■ **WRITTEN INSTRUCTION**: Reproduce all the entries exactly and keep the pictures out.

## Begin

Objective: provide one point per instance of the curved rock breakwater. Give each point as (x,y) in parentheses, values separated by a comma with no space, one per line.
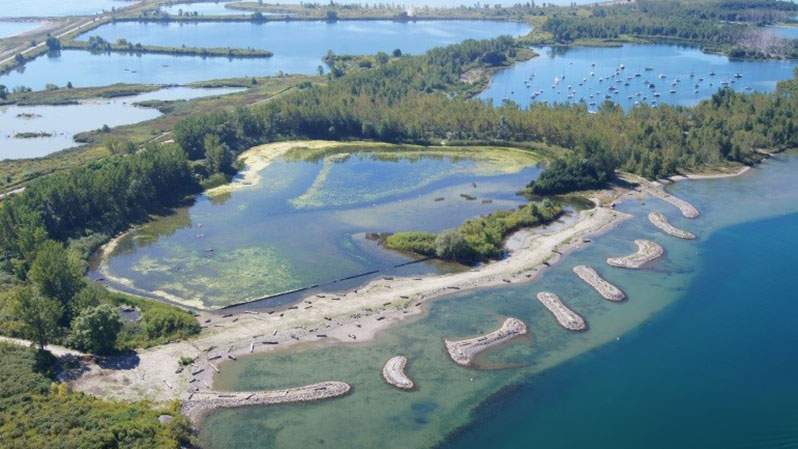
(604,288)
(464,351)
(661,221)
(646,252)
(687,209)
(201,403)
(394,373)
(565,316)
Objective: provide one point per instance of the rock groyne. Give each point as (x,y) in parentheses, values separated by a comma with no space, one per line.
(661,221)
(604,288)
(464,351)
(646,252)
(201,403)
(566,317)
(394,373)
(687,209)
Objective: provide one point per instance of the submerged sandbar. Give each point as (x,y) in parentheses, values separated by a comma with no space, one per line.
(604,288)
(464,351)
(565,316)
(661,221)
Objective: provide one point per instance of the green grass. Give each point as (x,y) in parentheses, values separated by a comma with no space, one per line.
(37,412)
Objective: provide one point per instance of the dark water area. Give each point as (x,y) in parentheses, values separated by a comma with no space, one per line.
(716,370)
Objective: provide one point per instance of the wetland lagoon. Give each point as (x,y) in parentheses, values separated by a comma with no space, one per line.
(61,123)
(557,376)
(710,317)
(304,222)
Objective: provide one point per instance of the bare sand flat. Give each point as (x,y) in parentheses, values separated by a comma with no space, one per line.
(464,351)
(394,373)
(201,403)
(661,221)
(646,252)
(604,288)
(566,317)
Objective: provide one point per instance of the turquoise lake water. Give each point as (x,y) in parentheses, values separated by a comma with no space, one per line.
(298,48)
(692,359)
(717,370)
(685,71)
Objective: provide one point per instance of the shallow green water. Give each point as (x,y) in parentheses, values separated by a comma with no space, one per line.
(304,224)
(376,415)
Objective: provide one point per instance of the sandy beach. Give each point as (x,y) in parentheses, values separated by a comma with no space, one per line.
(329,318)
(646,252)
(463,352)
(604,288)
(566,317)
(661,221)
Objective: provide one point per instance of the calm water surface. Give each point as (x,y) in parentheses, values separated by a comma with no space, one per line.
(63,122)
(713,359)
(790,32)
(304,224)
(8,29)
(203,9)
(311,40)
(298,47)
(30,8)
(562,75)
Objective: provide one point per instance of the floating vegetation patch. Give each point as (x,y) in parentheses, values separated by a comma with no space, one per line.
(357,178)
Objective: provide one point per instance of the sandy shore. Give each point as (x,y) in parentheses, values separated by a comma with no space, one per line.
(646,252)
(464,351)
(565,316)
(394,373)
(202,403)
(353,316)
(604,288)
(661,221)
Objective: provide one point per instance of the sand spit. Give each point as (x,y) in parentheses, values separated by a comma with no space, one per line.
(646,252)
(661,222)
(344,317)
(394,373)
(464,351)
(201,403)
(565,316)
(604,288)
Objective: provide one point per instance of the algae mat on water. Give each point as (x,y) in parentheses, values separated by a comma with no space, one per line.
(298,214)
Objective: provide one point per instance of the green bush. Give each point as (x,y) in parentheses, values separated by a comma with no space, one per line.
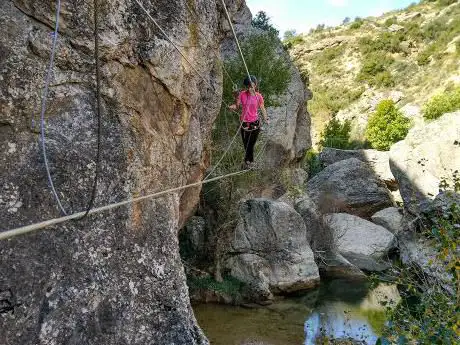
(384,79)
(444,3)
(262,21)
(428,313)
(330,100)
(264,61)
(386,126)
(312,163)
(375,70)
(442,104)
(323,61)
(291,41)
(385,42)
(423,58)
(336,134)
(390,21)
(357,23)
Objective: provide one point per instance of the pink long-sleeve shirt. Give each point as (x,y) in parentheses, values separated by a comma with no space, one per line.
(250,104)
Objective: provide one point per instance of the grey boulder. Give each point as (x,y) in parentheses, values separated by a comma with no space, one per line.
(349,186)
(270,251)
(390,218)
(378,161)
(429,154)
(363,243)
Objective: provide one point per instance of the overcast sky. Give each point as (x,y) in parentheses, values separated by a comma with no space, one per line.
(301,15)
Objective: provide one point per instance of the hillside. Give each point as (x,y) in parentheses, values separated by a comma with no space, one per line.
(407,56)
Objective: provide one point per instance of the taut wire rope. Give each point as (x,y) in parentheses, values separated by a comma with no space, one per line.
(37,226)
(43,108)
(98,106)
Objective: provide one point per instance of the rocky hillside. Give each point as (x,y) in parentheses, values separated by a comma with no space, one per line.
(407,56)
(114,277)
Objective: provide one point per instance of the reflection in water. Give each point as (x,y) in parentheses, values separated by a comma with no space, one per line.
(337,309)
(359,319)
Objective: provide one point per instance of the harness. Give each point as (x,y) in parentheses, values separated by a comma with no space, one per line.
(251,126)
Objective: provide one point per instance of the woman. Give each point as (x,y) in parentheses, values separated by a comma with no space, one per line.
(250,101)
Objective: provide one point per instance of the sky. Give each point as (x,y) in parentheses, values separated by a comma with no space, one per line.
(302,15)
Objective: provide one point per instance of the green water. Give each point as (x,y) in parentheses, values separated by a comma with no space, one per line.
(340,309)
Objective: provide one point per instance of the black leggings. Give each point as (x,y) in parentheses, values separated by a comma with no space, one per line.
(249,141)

## End

■ **OUTPUT BELOW**:
Objective: provide one point per instance of the curved rock breakwater. Give each point as (x,y) in parentheses, values separated by a comma with no space, one per line.
(604,288)
(464,351)
(661,221)
(646,252)
(687,209)
(201,403)
(394,373)
(565,316)
Objective: provide one point per instance of the rock groyne. Give each point as (x,y) in parentheses, values separated by a comma with no space, one per line.
(661,221)
(604,288)
(464,351)
(646,252)
(201,403)
(566,317)
(394,373)
(687,209)
Objective: provide one point per instance of the submerged sandbar. Give each point as (x,y) in parentheses, values separated by a comma with no space, one per line.
(604,288)
(464,351)
(565,316)
(661,221)
Objective: provide one point per instance of the green grass. Give each point as (x,y) in parentheses, values separated by a comma with no space, one per line.
(37,412)
Objective: provide one point per instance of the dark water area. Give each point as (x,y) in parentheses, values separated by a comma with no space, one per line.
(716,370)
Objective: provide one point per instance of the wetland lagoon. Give each point as (x,y) in parentheses, values separated by a comma with no space, one per line.
(61,123)
(557,376)
(710,317)
(304,222)
Objective: provide one point per instance of the bare sand flat. Give each point as (x,y) in parentheses, values separated by a comma with no space, one per line.
(464,351)
(394,373)
(201,403)
(661,221)
(646,252)
(604,288)
(566,317)
Objective: provide one point per instance of the turquoise lake water. Give each point as (x,y) in parentheses, values separated by a comma with no space, one per line.
(298,48)
(692,359)
(717,370)
(685,71)
Objective: provide one point per instance of the shallow green water. Give each point as (x,y) in parentheses, values separated by a comma with no space, one per line.
(304,224)
(376,415)
Objective: provide one point per instance of the sandy beach. Give each point as (x,y) in parentheses, values separated by a comma with no space, one per line.
(329,318)
(646,252)
(463,352)
(604,288)
(566,317)
(661,221)
Objective: provide one point per instance of the calm water surface. Give each point as (x,y) in parentheses, values separated by a comma with no space, one per line.
(63,122)
(713,359)
(790,32)
(304,224)
(8,29)
(203,9)
(311,40)
(298,47)
(30,8)
(562,75)
Objective: provide one point per instance of the floating vegetation patch. Give each point as (x,y) in parentheses, values separated by a comma with no space, one per line.
(357,178)
Objective: provide one point per instance of the sandy shore. Give each point as (x,y) in parentheses, values separated by a comma with no space, one per line.
(646,252)
(464,351)
(565,316)
(394,373)
(202,403)
(353,316)
(604,288)
(661,221)
Objective: provide one point per instance of the sand spit. Give each point as (x,y) in parentheses, values separated by a comma with no space, one per line.
(646,252)
(661,222)
(344,317)
(394,373)
(464,351)
(201,403)
(565,316)
(604,288)
Objective: provide one point per instance of the algae mat on water. Give each point as (x,y) in parentheses, values separated by a comma with no space, one per line.
(298,214)
Objective: provide one point per instance of the green bush. Give each point as (x,y) in parentheses, values separated by a comma with no space, one per line.
(384,79)
(444,3)
(262,21)
(428,313)
(330,100)
(264,61)
(386,126)
(312,163)
(375,70)
(442,104)
(323,61)
(291,41)
(385,42)
(423,58)
(336,134)
(390,21)
(357,23)
Objective: provide one point per instance of the pink long-sleeve shirt. Give each point as (x,y) in parentheses, values separated by a comma with no space, one per line.
(250,104)
Objective: provide one point per instance of the grey boulder. Give each point as (x,y) in parentheses, values separated by a comma with no space, one per line.
(349,186)
(270,251)
(390,218)
(378,161)
(429,154)
(363,243)
Objective: provide one point per instance of the overcast sky. Give each point as (x,y) in parentheses, values separated by a comma with no space, one per line.
(301,15)
Objective: provide one point per instance of the hillside. Give each point as (x,y) in parentheses, values separated by a comma with no space, one per line.
(407,56)
Objective: provide one point per instance of the taut wire rope. Give each point as (x,y) in parentheses, values separated by a comma with no space, one per line.
(37,226)
(43,108)
(98,106)
Objective: provide one point per instance of the rocky hillside. Give each point as (x,y) in parentheses, values separated by a comma with no space, one per line.
(407,56)
(114,277)
Objective: provide one point per instance of the reflection in water. Give each point as (x,y) in parentheses, values separated by a comma with no space, one per line.
(337,309)
(359,319)
Objective: provide one point per instance of the harness. Give each point as (x,y) in parentheses, values separated by a comma with no space, one per line.
(251,126)
Objective: provide one point per instance of the woman. Give each point as (x,y) in parentheses, values separated by a comma with no space, one per line.
(250,101)
Objective: provide one point per instance of the sky. Give each point as (x,y) in parentheses, values separated by a comma with no space, one per line.
(302,15)
Objective: provide one point per instance of the green water. Give each point as (x,y) in parentheses, values separated by a comma with no space, one per line.
(340,309)
Objective: provide one point per instance of the black leggings. Give each point as (x,y) in parentheses, values separated by a comma with no space, one per line.
(249,141)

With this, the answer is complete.